9 de diciembre de 2008

La Iglesia, peregrina

Martes II Semana del Adviento

De Lumen Gentium 48, Vaticano II

La Iglesia, a la que todos hemos sido llamados en Cristo Jesús y en la cual, por la gracia de Dios, conseguimos la santidad, no será llevada a su plena perfección, sino cuando llegue el tiempo de la restauración de todas las cosas y cuando, con el género humano, también el universo entero -que está íntimamente unido al hombre y por él alcanza su fin- será perfectamente renovado en Cristo.

Porque Cristo, levantado en alto sobre la tierra, atrajo hacia sí a todos los hombres; habiendo resucitado de entre los muertos, envió su Espíritu vivificador sobre sus discípulos, y por él constituyó a su cuerpo, que es la Iglesia, como sacramento universal de salvación. Ahora, sentado a la diestra del Padre, actúa sin cesar en el mundo para conducir a los hombres a su Iglesia, y por ella unirlos a sí más estrechamente y, alimentándolos con su propio cuerpo y sangre, hacerlos partícipes de su vida gloriosa.

################

## [QUÉ DEBES HACER]
En el texto sobre la Iglesia peregrina, enumera cada acción que el párrafo que empieza con «Porque Cristo» atribuye a Cristo mediante un verbo en forma personal, junto con su complemento. Estas líneas provienen de una fuente distinta a la del texto.

## [DATOS REGISTRADOS]
################

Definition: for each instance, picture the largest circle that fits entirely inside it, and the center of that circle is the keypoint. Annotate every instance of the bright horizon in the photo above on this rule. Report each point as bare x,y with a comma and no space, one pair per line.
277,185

################

## [RESULTADO ESPERADO]
- Atrajo hacia sí a todos los hombres.
- Envió su Espíritu vivificador sobre sus discípulos.
- Constituyó a su cuerpo, que es la Iglesia, como sacramento universal de salvación.
- Actúa sin cesar en el mundo.